→ **EXERCISE**
Give the entries back exactly as they stand, but without pictures.

→ **RECORDS FOR THE TASK**
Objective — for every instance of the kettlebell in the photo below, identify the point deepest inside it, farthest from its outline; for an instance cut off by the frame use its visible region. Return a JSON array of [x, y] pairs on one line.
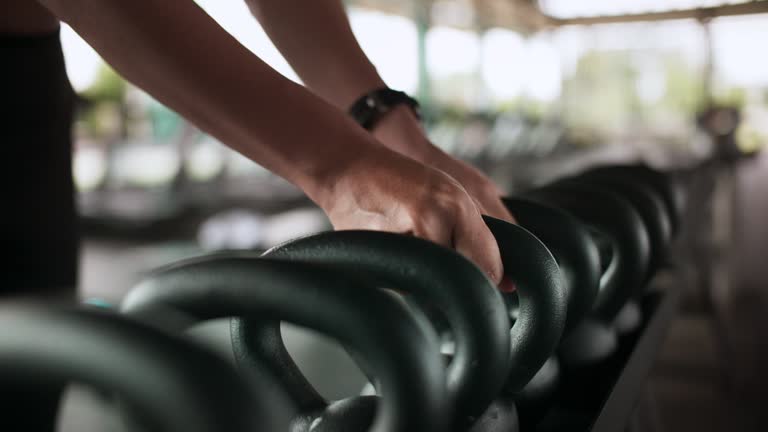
[[666, 186], [440, 279], [595, 339], [578, 258], [650, 207], [396, 346], [168, 383], [657, 219]]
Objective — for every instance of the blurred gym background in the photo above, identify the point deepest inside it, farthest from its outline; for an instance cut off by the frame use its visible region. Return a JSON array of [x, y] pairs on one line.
[[528, 91]]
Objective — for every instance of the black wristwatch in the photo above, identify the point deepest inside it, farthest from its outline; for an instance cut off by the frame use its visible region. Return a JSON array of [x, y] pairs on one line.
[[373, 105]]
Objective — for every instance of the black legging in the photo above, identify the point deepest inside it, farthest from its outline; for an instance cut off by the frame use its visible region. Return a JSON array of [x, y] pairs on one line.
[[38, 226]]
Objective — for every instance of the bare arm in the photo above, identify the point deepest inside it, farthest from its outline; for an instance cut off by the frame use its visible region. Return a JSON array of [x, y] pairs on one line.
[[173, 50], [317, 40]]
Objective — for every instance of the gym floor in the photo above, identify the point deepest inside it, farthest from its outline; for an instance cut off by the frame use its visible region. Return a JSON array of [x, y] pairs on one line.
[[709, 375]]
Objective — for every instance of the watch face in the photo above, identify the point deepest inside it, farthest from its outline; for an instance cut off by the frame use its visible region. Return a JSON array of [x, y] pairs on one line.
[[370, 107]]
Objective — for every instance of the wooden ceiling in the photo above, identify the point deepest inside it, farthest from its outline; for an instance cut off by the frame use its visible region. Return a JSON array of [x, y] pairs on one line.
[[526, 16]]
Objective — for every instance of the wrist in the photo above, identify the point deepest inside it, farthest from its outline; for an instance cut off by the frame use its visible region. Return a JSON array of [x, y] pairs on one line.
[[401, 130], [331, 181]]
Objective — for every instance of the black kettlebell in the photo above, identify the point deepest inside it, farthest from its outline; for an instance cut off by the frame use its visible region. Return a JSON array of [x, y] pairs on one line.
[[657, 218], [578, 258], [671, 191], [169, 384], [398, 348], [618, 223], [444, 282], [649, 205]]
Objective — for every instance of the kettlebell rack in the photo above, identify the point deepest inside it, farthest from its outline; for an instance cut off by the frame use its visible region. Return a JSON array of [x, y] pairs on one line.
[[613, 397]]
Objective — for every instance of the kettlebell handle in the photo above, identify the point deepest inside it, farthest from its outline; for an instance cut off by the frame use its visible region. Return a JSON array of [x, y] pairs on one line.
[[398, 345], [158, 375], [437, 278]]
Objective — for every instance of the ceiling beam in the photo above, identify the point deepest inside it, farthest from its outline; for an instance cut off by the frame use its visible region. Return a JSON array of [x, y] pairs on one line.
[[754, 7]]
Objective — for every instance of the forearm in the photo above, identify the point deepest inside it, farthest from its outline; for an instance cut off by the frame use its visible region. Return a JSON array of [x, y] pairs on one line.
[[317, 40], [183, 58]]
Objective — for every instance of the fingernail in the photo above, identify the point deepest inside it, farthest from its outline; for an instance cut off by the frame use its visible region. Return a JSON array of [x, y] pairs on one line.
[[506, 285]]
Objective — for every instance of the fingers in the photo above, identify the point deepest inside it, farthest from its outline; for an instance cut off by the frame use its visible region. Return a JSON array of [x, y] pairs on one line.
[[474, 240], [493, 206]]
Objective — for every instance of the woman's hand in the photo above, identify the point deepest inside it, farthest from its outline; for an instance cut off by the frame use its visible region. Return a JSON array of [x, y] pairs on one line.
[[400, 130], [386, 191]]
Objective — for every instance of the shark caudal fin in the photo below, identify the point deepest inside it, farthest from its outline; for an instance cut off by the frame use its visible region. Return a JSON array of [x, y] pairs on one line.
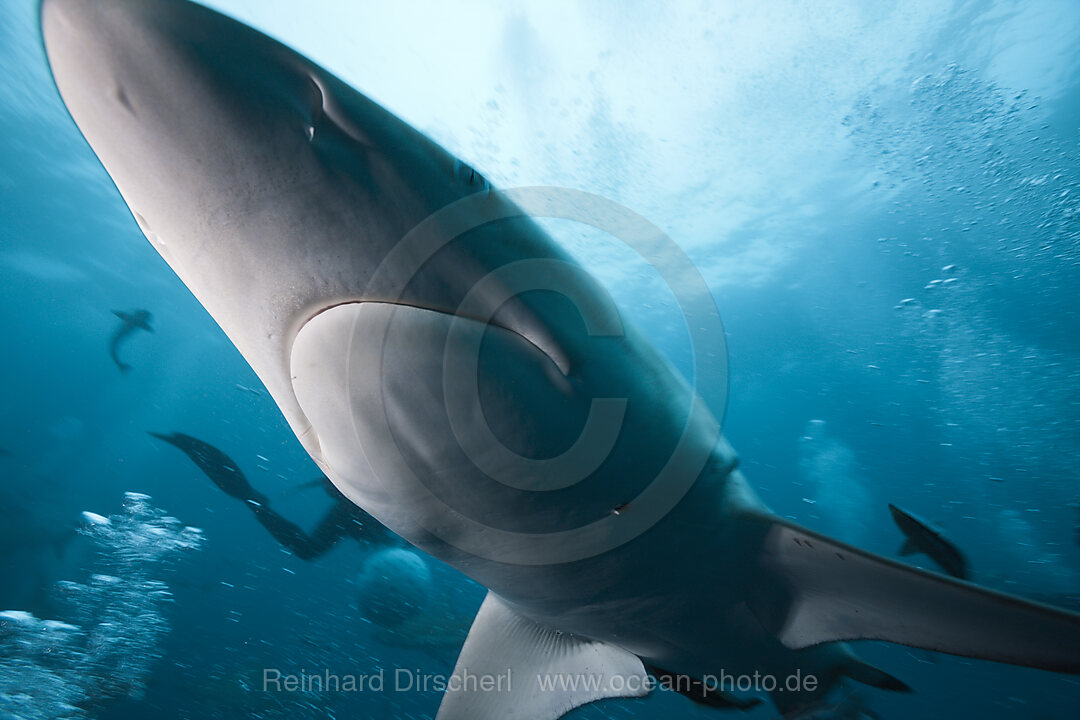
[[510, 666], [817, 589]]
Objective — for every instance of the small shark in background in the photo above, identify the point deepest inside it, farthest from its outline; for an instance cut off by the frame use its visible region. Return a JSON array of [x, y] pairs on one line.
[[343, 519], [921, 537], [138, 320], [375, 285], [851, 706]]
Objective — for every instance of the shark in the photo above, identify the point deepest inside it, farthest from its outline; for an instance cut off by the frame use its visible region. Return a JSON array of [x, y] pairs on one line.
[[921, 537], [138, 320], [457, 375]]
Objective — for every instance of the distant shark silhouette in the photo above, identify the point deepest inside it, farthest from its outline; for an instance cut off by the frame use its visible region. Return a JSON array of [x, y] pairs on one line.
[[343, 519], [281, 198], [138, 320], [923, 538]]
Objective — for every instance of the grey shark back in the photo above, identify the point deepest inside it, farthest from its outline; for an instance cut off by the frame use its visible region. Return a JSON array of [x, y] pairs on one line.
[[442, 360]]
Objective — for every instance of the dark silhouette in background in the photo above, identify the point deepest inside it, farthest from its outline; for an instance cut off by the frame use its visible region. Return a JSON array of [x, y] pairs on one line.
[[923, 538], [139, 320], [345, 519]]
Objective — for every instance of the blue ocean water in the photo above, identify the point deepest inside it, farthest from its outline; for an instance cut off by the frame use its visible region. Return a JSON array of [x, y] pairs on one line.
[[883, 199]]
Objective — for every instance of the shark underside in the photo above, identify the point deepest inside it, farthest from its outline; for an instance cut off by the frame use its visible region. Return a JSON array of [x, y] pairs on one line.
[[440, 356]]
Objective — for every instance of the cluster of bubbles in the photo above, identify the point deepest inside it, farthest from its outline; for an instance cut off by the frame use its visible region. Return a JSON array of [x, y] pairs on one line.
[[113, 626], [1017, 398], [988, 176], [990, 201], [983, 182], [835, 485]]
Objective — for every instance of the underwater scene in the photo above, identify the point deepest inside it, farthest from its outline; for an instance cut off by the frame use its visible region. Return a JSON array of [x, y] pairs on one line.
[[852, 229]]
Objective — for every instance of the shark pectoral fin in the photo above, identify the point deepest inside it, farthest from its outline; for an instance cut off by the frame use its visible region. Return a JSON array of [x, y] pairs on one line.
[[510, 666], [815, 589]]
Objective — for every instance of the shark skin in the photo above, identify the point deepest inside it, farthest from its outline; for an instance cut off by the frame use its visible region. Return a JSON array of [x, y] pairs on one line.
[[446, 392]]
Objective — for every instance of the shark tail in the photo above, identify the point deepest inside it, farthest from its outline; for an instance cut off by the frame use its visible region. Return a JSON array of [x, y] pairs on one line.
[[815, 589]]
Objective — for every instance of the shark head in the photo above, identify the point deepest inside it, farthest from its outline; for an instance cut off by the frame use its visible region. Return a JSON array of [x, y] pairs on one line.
[[409, 321]]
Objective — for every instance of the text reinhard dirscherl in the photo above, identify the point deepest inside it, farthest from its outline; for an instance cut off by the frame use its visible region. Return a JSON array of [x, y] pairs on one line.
[[404, 679]]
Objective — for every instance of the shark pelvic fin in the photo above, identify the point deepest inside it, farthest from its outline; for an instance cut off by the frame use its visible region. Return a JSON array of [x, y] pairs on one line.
[[817, 589], [503, 644]]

→ **TASK RESPONSE**
Objective — for every instance of the kettlebell in the photo below, identify the point deepest inside it, farthest from its outline; for an instance cut off by the frame use its visible region. Return a JSON array of [x, y] pairs on one line.
[[666, 186], [440, 279], [595, 339], [578, 258], [650, 207], [396, 346], [168, 383], [657, 219]]
Objective — for every instance of the blurred gym background in the photo above, identify the point deepest inside it, farthest from its outline; for an instance cut off by the frame use its visible region. Return a JSON array of [x, y] pairs on one line.
[[528, 91]]
Objective — for every instance of the black wristwatch in the photo above, identify the point deepest inside it, farthest from its outline; for an instance cut off by the frame use its visible region. Return a JSON array of [x, y] pairs on one line.
[[373, 105]]
Objective — for every instance of the black legging in the photo above, identify the point deepest inside it, farthest from its outline; for an instance cut off by the frame use its visible region. Return a JSON array of [x, y] pairs on one line.
[[38, 226]]
Objective — for every instance of the bare arm in the photo above, identify the point deepest inside it, farthest from its outline; for an instance cut off by the frame use its visible region. Return a JSON array of [x, y] pairs on one line.
[[173, 50], [317, 40]]
Objective — for every instance of the gym floor in the photo above, identify the point deepest inside it, farthest from its outline; for an instance cut off by the frame use its visible region. Return a JSON array of [x, y] pairs on one line.
[[709, 375]]
Objective — for every instance of the watch face in the photo above, identify the point deepest inside it, farthest from its outline; for an instance cut off by the frame use its visible region. Return a JSON array of [x, y] pairs on one line.
[[370, 107]]
Objective — for every instance of the wooden ceiling in the photo above, identify the point deepest inside it, farthest from its outline; for an instance cut off by the frame use its visible region. Return a JSON array of [x, y] pairs on one line.
[[526, 16]]
Objective — for every instance of the wrist in the photo above, identify the point deepest inside it, farthest from its outline; for an instance cut off by the frame use its visible region. Return a JSON array of [x, y] pairs on one line.
[[401, 130], [331, 181]]
Objective — for every instance of the black kettlebell in the photo above, identify the point deepest inside it, farthest from its outline; for an instance cut off by the frame use its visible region. Return a JSON array of [x, y] pairs on one line.
[[657, 218], [578, 258], [671, 191], [169, 384], [398, 348], [618, 223], [444, 282], [649, 205]]
Objective — for every instance of the kettlebell rack in the photo above, identify the point deepest inside it, farthest from its outline; for an instance cut off by the frame use its visible region. Return a JSON array of [x, y] pairs on one line.
[[613, 397]]
Objective — for every instance of the kettlebell handle in the photo above, identify the point deepest inside it, farthest from its outline; for an instance cut off by the frame use its visible region. Return a JSON array of [x, y] pairs on one line.
[[398, 345], [158, 375], [437, 278]]
Objective — for every instance of the ceiling beam in the photo above, identify the point deepest inside it, farthest from its outline; for an instance cut off by the frame use its visible region. Return a JSON array of [x, y] pairs on one line.
[[754, 7]]
Objective — for every instance of the forearm in the photo above, identify the point deepest inside it, farthest from its outline; for an instance cut off by the frame use its visible region. Return a JSON array of [x, y] pairs on one line.
[[317, 40], [183, 58]]
Objective — for every instance of the fingernail in the photo above, identify the point deepest inside it, farthest from its outline; for an instance cut off by the frame use its visible region. Return a JSON array of [x, y] pairs on one line.
[[506, 285]]
Objective — for every instance of the fingers in the photo above, identify the point deepest inside it, farthest from its outline; for an instance cut off by the frame use its visible region. Return a JSON array of [x, y] pairs on one line.
[[474, 240], [493, 206]]
Objective — for every instance of the woman's hand in the photo above, identify the point deepest inside it, farthest from its outline; for an instance cut off by the frame use its visible region. Return a JSON array of [x, y] pairs on one line.
[[400, 130], [386, 191]]
Objective — for every instance of the shark caudal fin in the photo below, identify the point deepest inside it, farthest from its outline; for an instance cut off by the frame use its visible region. Return a JSON array of [x, y] pairs on one line.
[[510, 666], [817, 589]]
Objective — for every instance of the small shark in background in the photo above, identify the point deepest inside it, farthest from its outline; for an instance cut off by the frame use its visible region. Return a JSON array of [x, y] pairs on one line.
[[343, 519], [921, 537], [138, 320], [375, 285], [851, 706]]
Objective — for every instance of the shark in the photo above, identify the point deepest inside it, farthest from its outline; for an instance cut off by the frame use its visible region. Return a JSON array of [x, y] pairs on one line.
[[921, 537], [138, 320], [457, 375]]
Objective — for every instance of the distant shark silhouette in the photo above, identify the point deepest inside it, farthest from its outline; for an instance cut off by the frame use its visible region. Return a JSON array of [x, y] pairs on one line.
[[343, 519], [281, 198], [138, 320], [923, 538]]
Objective — for every instance of the grey shark back in the photo above, identify the point deepest inside it, farthest from its outline; for an instance cut off by the frame use its visible region. Return a JSON array of [x, y] pairs on one line.
[[442, 360]]
Objective — for every instance of the dark silhouette in background in the photo above, identify the point deepest inside it, farthest from its outline; for an instance cut off by the frame use its visible region. Return a JSON array of [x, y] pairs on one line.
[[923, 538], [139, 320], [345, 519]]
Objective — for every instance of the blue ocean water in the photo above, identify the point deepest inside it, farthest from its outline; for an instance cut off by the frame use its visible region. Return a JSON array of [x, y] pairs on one line.
[[883, 199]]
Objective — for every instance of the shark underside in the photo above, identify the point deepest inside it, farthest from its outline; for an instance cut off by the frame use its visible region. Return a JSON array of [x, y] pairs on one line.
[[440, 356]]
Objective — for every instance of the cluster of bubbles in the photo above, identify the point deepest inside it, farthest from its outline; for an instance cut off by the frame use its visible region. Return a JSON array of [x, y] pairs on one line.
[[113, 626], [1017, 398], [988, 176], [990, 201], [983, 182], [835, 485]]
Objective — for every instance of the underwater scene in the photo above, identify the point deepest inside it, farthest from its outline; for an instance cut off by the frame use its visible region. Return a JSON array of [x, y] pairs on one line.
[[852, 229]]
Objective — for every instance of the shark pectoral fin in the photo above, identify the point deepest inside it, farthest from its outline; for an instance cut off by the frame use its visible region. Return a JSON array of [x, y] pairs on one line.
[[510, 666], [815, 589]]
Objective — for every instance of the shark skin in the photo above, identify the point deepest inside it, farthest from its outline; for an instance cut off by the frame use its visible region. Return a JSON array of [x, y] pairs on one line.
[[446, 392]]
Objective — for every instance of the shark tail in the photo above, identify the point deepest inside it, farthest from its outline; for an instance cut off by the frame use its visible region. Return a JSON array of [x, y] pairs on one line.
[[815, 589]]
Objective — for every instance of the shark head in the photo above, identify the point deepest inside it, farthest from its outline; for an instance cut off by the frame use its visible region. Return a JSON array of [x, y] pairs on one line.
[[409, 321]]
Objective — for every instance of the text reinhard dirscherl in the photo above, identify the point deepest inside it, farthest from its outline; for an instance cut off by the frame use its visible region. Return a JSON array of [x, y] pairs on one line.
[[404, 679]]
Objective — for every instance of the shark pelvic fin in the photo above, identify the point deepest inside it, farthest from its outline; for an instance cut off by the frame use its visible region. Return a JSON array of [x, y] pairs on one line.
[[817, 589], [503, 644]]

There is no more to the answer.